Erläutern Sie anhand des Textauszugs, aus welchem Grund das FA die Einsprüche der Klägerin gegen die Schätzbescheide als unbegründet zurückwies.

═══ Textauszug

Die Klägerin gab ihre Steuererklärungen für das Streitjahr (2019) zunächst nicht ab. Deshalb schätzte das FA mit Bescheid vom 11. März 2022 u.a. die festzusetzende Umsatzsteuer nach § 162 der Abgabenordnung (AO) in Höhe von 167.977,70 €. Da die Klägerin ihre Einsprüche gegen die Schätzbescheide nicht begründete, wies das FA die Einsprüche mit Einspruchsbescheid vom Freitag, den 10. Juni 2022 als unbegründet zurück. Der Einspruchsbescheid ging der steuerlichen Beraterin der Klägerin, einer Steuerberatungsgesellschaft mbH, am 14. Juni 2022 zu.
Die Klägerin beauftragte die Steuerberatungsgesellschaft mit einer Klage gegen den Umsatzsteuerbescheid 2019. Der Rechtsanwalt A, der nicht zugleich auch als Steuerberater zugelassen ist, erhob als einer der Gesellschafter-Geschäftsführer der "B Steuerberatungsgesellschaft mbH" mit Schriftsatz vom 12. Juli 2022 Klage gegen den Umsatzsteuerbescheid. Die Klageschrift unterzeichnete der Rechtsanwalt und übermittelte die Klageschrift am gleichen Tag per Telefax an das Gericht.
Nach der Erfassung der Klageschrift in der EDV des Gerichts und Anlage einer Gerichtsakte fertigte der Berichterstatter (bzw. dessen geschäftsplanmäßiger Vertreter) nach Vorlage der Akte unter dem 18. Juli 2022 die Eingangsverfügung, mit der u.a. der Prozessbevollmächtigten der Klägerin der Eingang der Klage bestätigt worden ist. Ab dem 14. September 2022 kommunizierte der Rechtsanwalt parallel per Telefax und erstmals per beA (besonderes Anwaltspostfach) mit dem Gericht.

══════
═══ Inhalt der Auflistung

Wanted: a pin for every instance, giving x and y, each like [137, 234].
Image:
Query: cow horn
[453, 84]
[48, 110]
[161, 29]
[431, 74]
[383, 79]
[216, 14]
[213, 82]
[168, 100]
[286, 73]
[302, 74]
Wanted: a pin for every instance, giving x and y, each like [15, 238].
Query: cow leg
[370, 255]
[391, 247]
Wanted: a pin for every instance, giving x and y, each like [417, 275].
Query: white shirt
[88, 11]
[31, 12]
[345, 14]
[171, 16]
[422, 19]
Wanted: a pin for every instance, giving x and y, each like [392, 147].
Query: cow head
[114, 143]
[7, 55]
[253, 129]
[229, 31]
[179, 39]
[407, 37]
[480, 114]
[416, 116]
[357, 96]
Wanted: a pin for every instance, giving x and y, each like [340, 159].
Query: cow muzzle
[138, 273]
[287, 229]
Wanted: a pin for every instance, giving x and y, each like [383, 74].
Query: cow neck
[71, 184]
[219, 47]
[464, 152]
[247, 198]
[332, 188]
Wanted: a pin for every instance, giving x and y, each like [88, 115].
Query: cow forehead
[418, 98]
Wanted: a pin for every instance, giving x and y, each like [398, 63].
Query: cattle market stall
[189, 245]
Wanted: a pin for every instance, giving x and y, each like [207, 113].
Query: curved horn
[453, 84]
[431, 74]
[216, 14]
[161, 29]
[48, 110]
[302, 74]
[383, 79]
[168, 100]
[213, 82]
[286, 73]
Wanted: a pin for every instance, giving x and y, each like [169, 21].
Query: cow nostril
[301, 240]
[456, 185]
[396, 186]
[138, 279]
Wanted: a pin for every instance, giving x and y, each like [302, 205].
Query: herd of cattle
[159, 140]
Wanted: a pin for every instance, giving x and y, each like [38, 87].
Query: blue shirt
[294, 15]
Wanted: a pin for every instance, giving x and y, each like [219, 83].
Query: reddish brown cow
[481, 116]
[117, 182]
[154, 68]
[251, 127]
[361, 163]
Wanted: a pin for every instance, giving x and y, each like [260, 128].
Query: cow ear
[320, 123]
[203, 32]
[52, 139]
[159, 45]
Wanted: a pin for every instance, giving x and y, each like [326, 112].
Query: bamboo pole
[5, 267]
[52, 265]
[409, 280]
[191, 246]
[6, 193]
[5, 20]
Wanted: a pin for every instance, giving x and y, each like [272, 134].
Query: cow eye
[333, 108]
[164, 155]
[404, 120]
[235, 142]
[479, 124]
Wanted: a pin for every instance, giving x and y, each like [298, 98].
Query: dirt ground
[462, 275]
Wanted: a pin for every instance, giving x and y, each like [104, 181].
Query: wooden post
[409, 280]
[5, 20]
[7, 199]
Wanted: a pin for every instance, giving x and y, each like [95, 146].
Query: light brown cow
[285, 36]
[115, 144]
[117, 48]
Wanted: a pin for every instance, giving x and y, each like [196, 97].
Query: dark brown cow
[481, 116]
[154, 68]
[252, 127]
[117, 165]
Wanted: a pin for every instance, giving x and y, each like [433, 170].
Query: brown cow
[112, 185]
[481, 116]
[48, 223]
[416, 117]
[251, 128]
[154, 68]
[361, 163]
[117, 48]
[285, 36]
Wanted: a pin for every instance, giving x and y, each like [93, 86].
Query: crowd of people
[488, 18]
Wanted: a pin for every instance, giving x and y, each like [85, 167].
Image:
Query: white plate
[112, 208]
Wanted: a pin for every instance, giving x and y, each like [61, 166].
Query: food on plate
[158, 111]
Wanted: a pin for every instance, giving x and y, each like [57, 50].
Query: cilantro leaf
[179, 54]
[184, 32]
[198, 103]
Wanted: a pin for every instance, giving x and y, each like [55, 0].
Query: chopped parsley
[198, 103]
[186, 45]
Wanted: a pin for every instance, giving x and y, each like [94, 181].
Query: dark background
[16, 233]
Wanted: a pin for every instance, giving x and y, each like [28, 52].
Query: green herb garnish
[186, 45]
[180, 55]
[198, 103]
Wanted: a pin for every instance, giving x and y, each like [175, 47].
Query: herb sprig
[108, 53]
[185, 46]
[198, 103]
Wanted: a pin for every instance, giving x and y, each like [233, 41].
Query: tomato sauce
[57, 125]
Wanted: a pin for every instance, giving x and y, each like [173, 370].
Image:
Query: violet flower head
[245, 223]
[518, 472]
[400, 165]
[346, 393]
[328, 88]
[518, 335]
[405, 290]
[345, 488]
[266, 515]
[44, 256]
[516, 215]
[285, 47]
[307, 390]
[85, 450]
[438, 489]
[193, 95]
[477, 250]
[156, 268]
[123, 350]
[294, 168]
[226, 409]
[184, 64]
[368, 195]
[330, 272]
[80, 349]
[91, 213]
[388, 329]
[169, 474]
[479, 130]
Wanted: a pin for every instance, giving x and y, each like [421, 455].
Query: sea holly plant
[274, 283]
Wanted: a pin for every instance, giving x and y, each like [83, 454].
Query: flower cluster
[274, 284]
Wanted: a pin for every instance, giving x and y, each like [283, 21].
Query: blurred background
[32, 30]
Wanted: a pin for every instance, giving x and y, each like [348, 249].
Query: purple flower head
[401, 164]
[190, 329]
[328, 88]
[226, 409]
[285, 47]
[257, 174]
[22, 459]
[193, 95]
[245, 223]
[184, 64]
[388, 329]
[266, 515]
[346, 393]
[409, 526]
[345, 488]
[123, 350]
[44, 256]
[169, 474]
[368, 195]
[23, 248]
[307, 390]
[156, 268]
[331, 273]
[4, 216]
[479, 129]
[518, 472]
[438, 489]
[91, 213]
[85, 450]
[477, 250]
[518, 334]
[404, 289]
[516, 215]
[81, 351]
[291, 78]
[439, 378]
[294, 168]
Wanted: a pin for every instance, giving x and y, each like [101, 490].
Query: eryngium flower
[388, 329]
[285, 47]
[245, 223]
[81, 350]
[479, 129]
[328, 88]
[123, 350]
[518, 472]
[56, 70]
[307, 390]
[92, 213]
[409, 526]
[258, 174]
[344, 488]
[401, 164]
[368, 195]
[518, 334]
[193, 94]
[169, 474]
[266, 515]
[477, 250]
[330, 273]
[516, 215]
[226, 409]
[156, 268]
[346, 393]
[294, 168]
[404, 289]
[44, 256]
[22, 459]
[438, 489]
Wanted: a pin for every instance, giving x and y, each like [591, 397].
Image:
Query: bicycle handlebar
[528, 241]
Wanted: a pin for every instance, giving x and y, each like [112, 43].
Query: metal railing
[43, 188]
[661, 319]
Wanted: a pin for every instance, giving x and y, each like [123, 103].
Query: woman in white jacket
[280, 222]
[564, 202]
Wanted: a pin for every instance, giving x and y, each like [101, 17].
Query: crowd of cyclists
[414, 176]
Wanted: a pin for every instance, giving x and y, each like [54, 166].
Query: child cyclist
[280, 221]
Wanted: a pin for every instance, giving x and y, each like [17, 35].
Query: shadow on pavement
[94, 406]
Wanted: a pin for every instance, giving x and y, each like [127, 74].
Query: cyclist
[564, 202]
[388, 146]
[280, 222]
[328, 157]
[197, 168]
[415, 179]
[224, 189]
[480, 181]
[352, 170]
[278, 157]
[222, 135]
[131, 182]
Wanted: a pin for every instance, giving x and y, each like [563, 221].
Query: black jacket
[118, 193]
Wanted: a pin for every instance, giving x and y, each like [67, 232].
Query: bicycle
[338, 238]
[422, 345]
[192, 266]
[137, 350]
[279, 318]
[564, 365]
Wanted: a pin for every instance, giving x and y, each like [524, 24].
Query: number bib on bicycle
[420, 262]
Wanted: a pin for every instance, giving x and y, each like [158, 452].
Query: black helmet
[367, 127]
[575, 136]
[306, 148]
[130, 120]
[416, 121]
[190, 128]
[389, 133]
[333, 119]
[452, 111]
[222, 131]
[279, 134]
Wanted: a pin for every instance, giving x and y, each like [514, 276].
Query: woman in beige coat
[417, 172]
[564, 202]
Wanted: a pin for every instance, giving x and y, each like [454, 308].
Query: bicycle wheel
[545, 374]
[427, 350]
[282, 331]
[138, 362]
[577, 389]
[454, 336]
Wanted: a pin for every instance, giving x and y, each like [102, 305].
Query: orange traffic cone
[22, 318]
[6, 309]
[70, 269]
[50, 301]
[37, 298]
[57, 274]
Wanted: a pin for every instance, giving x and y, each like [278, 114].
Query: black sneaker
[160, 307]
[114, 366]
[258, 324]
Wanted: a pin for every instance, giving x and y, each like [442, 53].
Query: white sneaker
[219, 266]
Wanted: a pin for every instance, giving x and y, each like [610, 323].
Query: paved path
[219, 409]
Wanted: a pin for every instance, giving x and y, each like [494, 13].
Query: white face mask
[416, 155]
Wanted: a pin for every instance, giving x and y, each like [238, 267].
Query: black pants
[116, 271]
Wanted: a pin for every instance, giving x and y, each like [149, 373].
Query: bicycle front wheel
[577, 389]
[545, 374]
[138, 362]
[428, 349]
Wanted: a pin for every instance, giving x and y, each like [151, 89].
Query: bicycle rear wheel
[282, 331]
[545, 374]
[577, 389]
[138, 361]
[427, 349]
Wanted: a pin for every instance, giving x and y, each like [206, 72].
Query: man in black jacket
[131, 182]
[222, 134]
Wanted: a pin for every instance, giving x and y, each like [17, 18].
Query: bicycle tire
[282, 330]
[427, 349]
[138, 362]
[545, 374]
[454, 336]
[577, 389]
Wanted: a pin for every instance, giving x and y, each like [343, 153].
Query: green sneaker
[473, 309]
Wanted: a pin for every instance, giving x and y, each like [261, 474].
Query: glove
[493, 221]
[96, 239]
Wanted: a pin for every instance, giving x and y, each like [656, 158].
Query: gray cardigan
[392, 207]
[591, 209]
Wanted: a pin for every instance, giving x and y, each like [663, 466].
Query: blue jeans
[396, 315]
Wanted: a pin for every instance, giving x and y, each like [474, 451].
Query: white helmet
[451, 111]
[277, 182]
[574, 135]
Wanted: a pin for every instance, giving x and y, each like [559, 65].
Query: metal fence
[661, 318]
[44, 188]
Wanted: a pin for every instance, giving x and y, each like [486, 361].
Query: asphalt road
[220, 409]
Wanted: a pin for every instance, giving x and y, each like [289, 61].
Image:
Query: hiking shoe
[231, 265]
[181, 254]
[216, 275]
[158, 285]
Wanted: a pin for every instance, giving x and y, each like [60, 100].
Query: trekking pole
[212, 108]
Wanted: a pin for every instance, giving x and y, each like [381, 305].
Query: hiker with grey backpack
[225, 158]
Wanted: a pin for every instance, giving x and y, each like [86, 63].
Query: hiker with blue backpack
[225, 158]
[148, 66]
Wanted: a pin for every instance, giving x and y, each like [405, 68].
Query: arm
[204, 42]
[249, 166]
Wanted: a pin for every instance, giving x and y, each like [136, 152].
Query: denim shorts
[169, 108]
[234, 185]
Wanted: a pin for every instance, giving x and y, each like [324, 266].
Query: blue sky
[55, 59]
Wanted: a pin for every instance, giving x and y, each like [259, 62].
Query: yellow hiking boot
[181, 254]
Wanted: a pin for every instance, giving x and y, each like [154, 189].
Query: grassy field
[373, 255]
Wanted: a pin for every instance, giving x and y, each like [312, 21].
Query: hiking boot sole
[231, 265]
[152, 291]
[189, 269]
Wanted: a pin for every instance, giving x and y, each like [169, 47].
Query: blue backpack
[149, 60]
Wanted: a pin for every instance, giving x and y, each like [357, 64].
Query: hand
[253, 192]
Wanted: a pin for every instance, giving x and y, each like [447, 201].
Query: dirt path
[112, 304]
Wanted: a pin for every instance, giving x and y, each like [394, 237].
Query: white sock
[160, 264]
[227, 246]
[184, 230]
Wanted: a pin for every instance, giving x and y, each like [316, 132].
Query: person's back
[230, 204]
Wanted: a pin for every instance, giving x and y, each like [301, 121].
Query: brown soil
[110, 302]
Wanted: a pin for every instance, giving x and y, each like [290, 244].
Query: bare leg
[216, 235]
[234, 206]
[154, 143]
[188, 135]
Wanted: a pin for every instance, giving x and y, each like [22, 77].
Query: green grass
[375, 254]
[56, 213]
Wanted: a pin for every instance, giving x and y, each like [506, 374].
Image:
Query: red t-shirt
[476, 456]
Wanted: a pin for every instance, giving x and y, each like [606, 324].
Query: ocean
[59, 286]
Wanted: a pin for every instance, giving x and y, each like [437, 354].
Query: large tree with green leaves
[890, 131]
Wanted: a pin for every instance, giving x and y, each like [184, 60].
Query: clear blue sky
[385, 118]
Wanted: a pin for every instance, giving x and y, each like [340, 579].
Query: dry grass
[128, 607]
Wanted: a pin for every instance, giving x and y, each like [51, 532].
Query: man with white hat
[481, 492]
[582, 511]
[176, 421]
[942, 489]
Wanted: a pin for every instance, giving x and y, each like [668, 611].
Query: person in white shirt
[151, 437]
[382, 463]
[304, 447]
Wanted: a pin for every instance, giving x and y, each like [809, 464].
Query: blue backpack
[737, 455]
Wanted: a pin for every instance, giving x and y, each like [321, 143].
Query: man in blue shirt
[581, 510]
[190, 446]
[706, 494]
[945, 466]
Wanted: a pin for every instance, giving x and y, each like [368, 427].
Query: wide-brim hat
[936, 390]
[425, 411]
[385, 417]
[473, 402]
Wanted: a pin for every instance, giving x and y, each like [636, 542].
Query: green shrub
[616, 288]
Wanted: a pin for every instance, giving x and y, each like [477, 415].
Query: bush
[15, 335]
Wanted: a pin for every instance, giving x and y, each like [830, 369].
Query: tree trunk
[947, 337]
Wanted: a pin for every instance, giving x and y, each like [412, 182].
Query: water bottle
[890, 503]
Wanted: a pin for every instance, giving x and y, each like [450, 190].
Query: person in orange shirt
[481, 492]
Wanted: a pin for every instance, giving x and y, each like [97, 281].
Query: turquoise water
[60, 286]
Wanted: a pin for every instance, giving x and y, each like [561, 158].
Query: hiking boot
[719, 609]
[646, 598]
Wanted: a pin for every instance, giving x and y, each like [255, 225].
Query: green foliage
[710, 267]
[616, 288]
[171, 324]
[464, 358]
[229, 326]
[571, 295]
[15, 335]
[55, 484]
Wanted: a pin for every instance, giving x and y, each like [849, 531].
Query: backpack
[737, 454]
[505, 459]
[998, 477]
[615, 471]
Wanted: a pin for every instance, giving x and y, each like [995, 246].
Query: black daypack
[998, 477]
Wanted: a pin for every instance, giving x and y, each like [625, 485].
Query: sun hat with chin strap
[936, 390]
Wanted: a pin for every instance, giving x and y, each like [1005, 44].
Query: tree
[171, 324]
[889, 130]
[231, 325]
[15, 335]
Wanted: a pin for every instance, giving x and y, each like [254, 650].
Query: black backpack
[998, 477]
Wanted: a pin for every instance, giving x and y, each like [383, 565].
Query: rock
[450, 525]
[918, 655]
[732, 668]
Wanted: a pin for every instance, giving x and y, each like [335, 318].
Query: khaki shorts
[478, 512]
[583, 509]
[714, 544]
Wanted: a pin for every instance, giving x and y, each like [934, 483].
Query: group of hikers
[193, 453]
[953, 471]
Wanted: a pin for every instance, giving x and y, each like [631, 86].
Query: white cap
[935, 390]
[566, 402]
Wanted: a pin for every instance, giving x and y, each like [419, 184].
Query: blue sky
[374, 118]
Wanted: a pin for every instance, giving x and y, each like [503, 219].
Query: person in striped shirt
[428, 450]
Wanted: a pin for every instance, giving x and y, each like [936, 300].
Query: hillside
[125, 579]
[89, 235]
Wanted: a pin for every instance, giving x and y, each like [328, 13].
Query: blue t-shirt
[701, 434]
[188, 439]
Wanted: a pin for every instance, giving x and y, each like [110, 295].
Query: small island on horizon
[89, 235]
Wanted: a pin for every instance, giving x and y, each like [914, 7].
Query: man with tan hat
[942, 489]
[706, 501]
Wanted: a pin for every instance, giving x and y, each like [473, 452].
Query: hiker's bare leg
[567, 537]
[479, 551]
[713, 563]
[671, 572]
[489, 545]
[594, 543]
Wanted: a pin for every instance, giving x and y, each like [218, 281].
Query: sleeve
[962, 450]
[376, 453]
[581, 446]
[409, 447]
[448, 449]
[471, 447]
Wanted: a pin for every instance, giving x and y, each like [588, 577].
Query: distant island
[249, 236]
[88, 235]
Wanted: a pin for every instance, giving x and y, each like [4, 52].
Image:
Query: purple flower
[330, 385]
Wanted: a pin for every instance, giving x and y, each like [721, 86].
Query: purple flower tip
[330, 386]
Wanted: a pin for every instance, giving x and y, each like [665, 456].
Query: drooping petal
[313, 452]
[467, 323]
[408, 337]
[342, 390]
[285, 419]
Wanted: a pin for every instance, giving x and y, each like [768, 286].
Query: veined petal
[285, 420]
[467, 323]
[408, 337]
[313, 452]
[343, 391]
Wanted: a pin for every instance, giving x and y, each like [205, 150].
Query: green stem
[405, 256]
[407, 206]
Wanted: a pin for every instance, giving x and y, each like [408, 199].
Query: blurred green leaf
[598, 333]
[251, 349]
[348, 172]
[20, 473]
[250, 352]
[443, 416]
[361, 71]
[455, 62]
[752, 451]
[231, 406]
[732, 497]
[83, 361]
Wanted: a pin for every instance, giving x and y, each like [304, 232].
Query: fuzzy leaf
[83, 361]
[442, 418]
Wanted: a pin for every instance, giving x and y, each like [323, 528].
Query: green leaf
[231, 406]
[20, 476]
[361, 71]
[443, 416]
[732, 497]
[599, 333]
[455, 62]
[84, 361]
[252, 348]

══════

• Vollständige Antwort: Das FA wies die Einsprüche als unbegründet zurück, weil die Klägerin ihre Einsprüche gegen die Schätzbescheide nicht begründete. Die Zurückweisung erfolgte mit Einspruchsbescheid vom Freitag, den 10. Juni 2022.